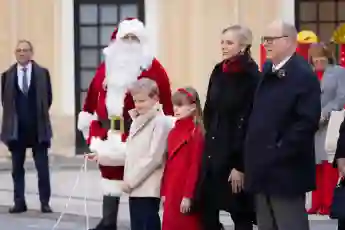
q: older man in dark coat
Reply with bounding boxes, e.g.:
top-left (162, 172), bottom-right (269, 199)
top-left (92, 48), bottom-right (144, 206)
top-left (244, 21), bottom-right (321, 230)
top-left (1, 40), bottom-right (53, 213)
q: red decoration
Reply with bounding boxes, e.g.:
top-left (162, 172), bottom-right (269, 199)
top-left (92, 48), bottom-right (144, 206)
top-left (260, 44), bottom-right (266, 71)
top-left (296, 43), bottom-right (311, 61)
top-left (340, 44), bottom-right (345, 68)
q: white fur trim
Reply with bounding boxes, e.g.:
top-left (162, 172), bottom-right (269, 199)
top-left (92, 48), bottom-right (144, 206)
top-left (101, 178), bottom-right (123, 196)
top-left (140, 55), bottom-right (154, 70)
top-left (77, 111), bottom-right (96, 131)
top-left (117, 19), bottom-right (146, 41)
top-left (89, 137), bottom-right (102, 153)
top-left (106, 89), bottom-right (127, 117)
top-left (90, 134), bottom-right (126, 166)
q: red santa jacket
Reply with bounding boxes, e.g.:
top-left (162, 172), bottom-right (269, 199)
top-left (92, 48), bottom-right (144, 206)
top-left (79, 59), bottom-right (173, 180)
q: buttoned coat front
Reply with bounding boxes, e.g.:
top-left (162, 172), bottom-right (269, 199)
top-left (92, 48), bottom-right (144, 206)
top-left (161, 117), bottom-right (204, 230)
top-left (315, 65), bottom-right (345, 164)
top-left (124, 105), bottom-right (174, 198)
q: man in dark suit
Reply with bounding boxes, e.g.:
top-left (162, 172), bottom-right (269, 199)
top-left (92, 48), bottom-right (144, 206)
top-left (334, 117), bottom-right (345, 230)
top-left (1, 40), bottom-right (53, 213)
top-left (244, 21), bottom-right (321, 230)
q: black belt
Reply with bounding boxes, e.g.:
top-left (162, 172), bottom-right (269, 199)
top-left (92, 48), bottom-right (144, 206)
top-left (98, 118), bottom-right (131, 133)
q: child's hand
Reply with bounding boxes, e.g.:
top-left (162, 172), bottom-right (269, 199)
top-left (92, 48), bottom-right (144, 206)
top-left (180, 197), bottom-right (191, 214)
top-left (122, 183), bottom-right (132, 193)
top-left (85, 152), bottom-right (98, 161)
top-left (160, 196), bottom-right (166, 208)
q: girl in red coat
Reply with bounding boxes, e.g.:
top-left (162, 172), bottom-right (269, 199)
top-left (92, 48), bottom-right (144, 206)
top-left (161, 87), bottom-right (204, 230)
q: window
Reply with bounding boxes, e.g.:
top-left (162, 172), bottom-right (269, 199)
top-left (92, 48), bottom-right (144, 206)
top-left (296, 0), bottom-right (345, 42)
top-left (74, 0), bottom-right (144, 154)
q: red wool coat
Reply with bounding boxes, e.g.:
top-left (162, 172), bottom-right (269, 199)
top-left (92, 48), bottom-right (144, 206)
top-left (80, 59), bottom-right (173, 195)
top-left (161, 117), bottom-right (204, 230)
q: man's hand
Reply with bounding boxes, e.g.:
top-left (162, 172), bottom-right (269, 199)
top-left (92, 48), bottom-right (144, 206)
top-left (180, 197), bottom-right (192, 214)
top-left (337, 158), bottom-right (345, 177)
top-left (122, 183), bottom-right (132, 194)
top-left (228, 168), bottom-right (245, 194)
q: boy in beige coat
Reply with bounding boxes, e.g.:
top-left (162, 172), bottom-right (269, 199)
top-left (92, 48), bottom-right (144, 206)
top-left (95, 78), bottom-right (174, 230)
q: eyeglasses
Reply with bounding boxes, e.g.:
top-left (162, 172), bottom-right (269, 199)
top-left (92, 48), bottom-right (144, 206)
top-left (261, 36), bottom-right (288, 44)
top-left (16, 48), bottom-right (31, 53)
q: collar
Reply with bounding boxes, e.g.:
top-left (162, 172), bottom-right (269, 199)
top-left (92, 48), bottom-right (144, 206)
top-left (272, 55), bottom-right (291, 71)
top-left (128, 103), bottom-right (163, 120)
top-left (17, 61), bottom-right (32, 72)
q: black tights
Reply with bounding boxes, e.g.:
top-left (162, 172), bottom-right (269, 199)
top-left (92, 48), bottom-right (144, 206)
top-left (200, 203), bottom-right (253, 230)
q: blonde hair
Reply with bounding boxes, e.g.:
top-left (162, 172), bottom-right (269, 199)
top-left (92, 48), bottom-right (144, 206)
top-left (308, 42), bottom-right (335, 64)
top-left (172, 87), bottom-right (204, 134)
top-left (222, 25), bottom-right (253, 48)
top-left (128, 78), bottom-right (159, 98)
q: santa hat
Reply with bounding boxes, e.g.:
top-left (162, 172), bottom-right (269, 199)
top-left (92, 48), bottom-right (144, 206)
top-left (116, 18), bottom-right (146, 42)
top-left (109, 18), bottom-right (140, 41)
top-left (110, 27), bottom-right (118, 40)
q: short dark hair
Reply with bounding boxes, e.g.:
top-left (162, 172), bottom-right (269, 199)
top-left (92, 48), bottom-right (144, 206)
top-left (17, 40), bottom-right (34, 52)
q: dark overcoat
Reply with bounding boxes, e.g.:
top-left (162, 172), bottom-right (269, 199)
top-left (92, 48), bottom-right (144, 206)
top-left (334, 116), bottom-right (345, 166)
top-left (197, 54), bottom-right (259, 216)
top-left (1, 61), bottom-right (52, 149)
top-left (244, 54), bottom-right (321, 196)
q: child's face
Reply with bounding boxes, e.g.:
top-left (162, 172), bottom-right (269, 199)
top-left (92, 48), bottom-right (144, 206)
top-left (173, 104), bottom-right (195, 119)
top-left (132, 91), bottom-right (159, 115)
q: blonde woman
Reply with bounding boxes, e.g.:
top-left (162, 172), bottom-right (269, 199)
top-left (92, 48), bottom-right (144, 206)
top-left (196, 25), bottom-right (259, 230)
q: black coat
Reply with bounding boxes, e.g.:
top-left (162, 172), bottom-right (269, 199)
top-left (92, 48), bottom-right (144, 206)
top-left (1, 61), bottom-right (52, 149)
top-left (244, 54), bottom-right (321, 196)
top-left (197, 55), bottom-right (259, 215)
top-left (334, 116), bottom-right (345, 166)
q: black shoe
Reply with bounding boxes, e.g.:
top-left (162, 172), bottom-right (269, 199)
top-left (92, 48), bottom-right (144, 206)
top-left (41, 204), bottom-right (53, 213)
top-left (9, 204), bottom-right (27, 214)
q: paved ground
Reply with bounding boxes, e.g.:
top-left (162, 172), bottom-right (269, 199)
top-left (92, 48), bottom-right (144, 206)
top-left (0, 156), bottom-right (340, 229)
top-left (0, 211), bottom-right (339, 230)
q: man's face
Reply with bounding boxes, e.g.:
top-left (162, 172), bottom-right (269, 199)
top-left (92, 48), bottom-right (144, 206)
top-left (15, 42), bottom-right (33, 65)
top-left (121, 33), bottom-right (140, 44)
top-left (262, 26), bottom-right (290, 61)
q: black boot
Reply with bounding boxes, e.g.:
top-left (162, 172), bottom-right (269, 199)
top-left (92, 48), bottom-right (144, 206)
top-left (102, 195), bottom-right (120, 230)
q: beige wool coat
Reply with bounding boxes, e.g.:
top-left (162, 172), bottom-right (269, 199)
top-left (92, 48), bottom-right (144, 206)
top-left (124, 104), bottom-right (174, 197)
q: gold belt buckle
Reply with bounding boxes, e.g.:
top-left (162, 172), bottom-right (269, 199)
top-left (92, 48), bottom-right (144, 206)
top-left (109, 115), bottom-right (124, 134)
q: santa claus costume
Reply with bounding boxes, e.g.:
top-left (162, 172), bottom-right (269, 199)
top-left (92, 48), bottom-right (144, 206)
top-left (77, 18), bottom-right (173, 230)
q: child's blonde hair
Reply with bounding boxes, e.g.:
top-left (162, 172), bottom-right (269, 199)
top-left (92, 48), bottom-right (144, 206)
top-left (172, 87), bottom-right (204, 134)
top-left (128, 78), bottom-right (159, 98)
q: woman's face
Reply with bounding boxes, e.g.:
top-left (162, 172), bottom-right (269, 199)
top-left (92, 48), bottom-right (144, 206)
top-left (312, 56), bottom-right (328, 71)
top-left (221, 30), bottom-right (242, 60)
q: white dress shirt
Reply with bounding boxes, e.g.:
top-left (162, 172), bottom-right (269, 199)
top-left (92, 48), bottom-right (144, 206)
top-left (17, 62), bottom-right (32, 92)
top-left (272, 56), bottom-right (292, 71)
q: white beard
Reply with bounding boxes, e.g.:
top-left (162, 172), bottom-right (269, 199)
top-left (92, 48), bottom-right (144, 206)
top-left (104, 40), bottom-right (144, 116)
top-left (104, 40), bottom-right (143, 88)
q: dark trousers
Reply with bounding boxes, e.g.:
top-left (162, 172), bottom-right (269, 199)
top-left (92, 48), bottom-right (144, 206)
top-left (96, 196), bottom-right (119, 229)
top-left (255, 194), bottom-right (309, 230)
top-left (11, 144), bottom-right (51, 205)
top-left (129, 197), bottom-right (161, 230)
top-left (339, 219), bottom-right (345, 230)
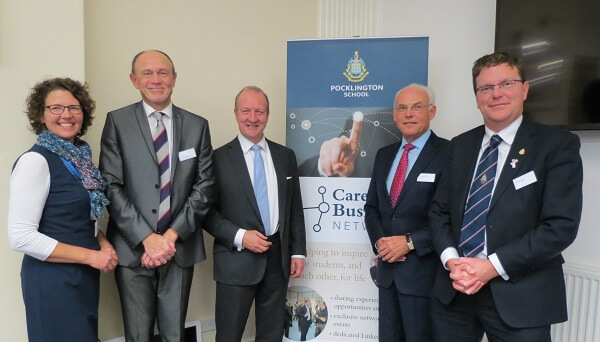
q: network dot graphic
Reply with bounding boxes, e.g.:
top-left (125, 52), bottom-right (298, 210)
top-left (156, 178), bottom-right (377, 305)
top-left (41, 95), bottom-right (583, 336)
top-left (303, 186), bottom-right (330, 232)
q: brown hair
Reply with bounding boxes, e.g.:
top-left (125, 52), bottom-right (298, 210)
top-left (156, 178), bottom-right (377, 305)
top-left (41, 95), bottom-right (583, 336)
top-left (25, 78), bottom-right (96, 136)
top-left (472, 52), bottom-right (526, 92)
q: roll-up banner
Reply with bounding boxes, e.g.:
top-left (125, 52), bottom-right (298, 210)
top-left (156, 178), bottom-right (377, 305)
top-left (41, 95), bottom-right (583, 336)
top-left (285, 37), bottom-right (429, 342)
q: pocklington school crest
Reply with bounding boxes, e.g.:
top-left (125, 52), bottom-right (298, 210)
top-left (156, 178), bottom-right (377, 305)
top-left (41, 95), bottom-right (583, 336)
top-left (343, 51), bottom-right (369, 82)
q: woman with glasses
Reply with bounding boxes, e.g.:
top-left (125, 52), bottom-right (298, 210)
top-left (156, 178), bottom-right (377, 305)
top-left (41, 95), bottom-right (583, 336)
top-left (8, 78), bottom-right (117, 341)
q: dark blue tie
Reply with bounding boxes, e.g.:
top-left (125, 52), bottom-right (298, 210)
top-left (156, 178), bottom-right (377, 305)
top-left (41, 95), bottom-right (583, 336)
top-left (459, 134), bottom-right (502, 257)
top-left (251, 144), bottom-right (270, 235)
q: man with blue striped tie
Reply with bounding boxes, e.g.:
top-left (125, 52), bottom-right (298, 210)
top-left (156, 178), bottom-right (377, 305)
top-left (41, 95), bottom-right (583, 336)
top-left (100, 50), bottom-right (214, 342)
top-left (429, 52), bottom-right (583, 342)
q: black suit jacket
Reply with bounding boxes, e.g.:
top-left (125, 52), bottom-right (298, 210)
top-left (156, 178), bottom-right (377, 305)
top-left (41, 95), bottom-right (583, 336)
top-left (205, 137), bottom-right (306, 285)
top-left (296, 305), bottom-right (312, 329)
top-left (365, 132), bottom-right (448, 297)
top-left (99, 101), bottom-right (214, 267)
top-left (429, 118), bottom-right (582, 328)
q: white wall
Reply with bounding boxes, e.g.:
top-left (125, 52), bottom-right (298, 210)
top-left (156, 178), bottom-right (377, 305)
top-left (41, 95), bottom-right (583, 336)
top-left (0, 1), bottom-right (86, 340)
top-left (378, 0), bottom-right (600, 271)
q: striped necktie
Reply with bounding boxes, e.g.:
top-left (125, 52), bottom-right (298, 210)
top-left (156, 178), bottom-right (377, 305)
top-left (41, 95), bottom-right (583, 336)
top-left (153, 111), bottom-right (171, 234)
top-left (459, 134), bottom-right (502, 257)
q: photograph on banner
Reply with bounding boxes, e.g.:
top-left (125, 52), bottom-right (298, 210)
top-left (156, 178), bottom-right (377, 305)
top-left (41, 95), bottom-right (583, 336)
top-left (286, 37), bottom-right (429, 342)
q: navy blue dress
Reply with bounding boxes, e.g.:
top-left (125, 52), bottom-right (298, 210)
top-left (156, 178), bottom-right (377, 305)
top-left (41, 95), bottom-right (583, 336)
top-left (19, 145), bottom-right (100, 342)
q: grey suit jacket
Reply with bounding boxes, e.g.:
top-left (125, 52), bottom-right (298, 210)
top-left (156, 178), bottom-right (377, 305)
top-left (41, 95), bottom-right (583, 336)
top-left (99, 101), bottom-right (214, 268)
top-left (205, 137), bottom-right (306, 285)
top-left (429, 118), bottom-right (582, 328)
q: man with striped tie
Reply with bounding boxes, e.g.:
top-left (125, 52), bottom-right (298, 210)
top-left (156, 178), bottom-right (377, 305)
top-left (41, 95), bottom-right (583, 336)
top-left (429, 52), bottom-right (583, 342)
top-left (100, 50), bottom-right (214, 342)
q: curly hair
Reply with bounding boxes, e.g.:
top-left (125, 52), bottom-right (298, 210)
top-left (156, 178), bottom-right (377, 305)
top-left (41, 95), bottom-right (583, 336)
top-left (25, 78), bottom-right (96, 136)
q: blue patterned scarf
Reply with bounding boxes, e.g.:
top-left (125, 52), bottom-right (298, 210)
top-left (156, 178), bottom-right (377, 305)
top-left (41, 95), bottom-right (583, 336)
top-left (36, 130), bottom-right (110, 219)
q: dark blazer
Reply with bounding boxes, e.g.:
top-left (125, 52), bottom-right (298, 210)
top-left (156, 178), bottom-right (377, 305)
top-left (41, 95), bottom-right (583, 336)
top-left (99, 101), bottom-right (214, 267)
top-left (205, 137), bottom-right (306, 285)
top-left (429, 118), bottom-right (582, 328)
top-left (365, 132), bottom-right (448, 297)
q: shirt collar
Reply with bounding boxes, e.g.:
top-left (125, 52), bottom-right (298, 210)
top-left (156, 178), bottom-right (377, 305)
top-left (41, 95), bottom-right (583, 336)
top-left (237, 133), bottom-right (267, 154)
top-left (401, 129), bottom-right (431, 151)
top-left (483, 115), bottom-right (522, 147)
top-left (142, 101), bottom-right (173, 119)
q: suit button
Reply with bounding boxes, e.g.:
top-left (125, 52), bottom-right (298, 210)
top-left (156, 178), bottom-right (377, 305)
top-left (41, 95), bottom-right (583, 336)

────────────────

REQUIRED ACTION: What are the lines from the one with "q: curly hair" through the last line of the records above? Quote them exactly and add nothing.

WRITTEN RESPONSE:
q: curly hair
Reply with bounding boxes, e.g.:
top-left (125, 52), bottom-right (298, 210)
top-left (156, 178), bottom-right (377, 305)
top-left (41, 95), bottom-right (583, 336)
top-left (25, 78), bottom-right (96, 136)
q: blue patterned scarf
Reply with bounding boxes, e.g.:
top-left (125, 52), bottom-right (298, 210)
top-left (156, 178), bottom-right (377, 305)
top-left (41, 95), bottom-right (583, 336)
top-left (36, 130), bottom-right (110, 219)
q: dark blazer
Reply with bounding boxes, e.g.:
top-left (125, 52), bottom-right (298, 210)
top-left (156, 178), bottom-right (377, 305)
top-left (41, 95), bottom-right (583, 336)
top-left (99, 101), bottom-right (214, 267)
top-left (205, 137), bottom-right (306, 285)
top-left (429, 118), bottom-right (582, 328)
top-left (365, 132), bottom-right (448, 297)
q: shirt collar
Reply with bounding boxes, e.g.:
top-left (125, 52), bottom-right (298, 210)
top-left (156, 178), bottom-right (377, 305)
top-left (41, 95), bottom-right (583, 336)
top-left (237, 133), bottom-right (267, 154)
top-left (401, 129), bottom-right (431, 151)
top-left (483, 115), bottom-right (522, 147)
top-left (142, 101), bottom-right (173, 119)
q: suit button
Reply with bounding boxes, e.g.:
top-left (125, 52), bottom-right (298, 210)
top-left (156, 178), bottom-right (377, 305)
top-left (41, 95), bottom-right (583, 336)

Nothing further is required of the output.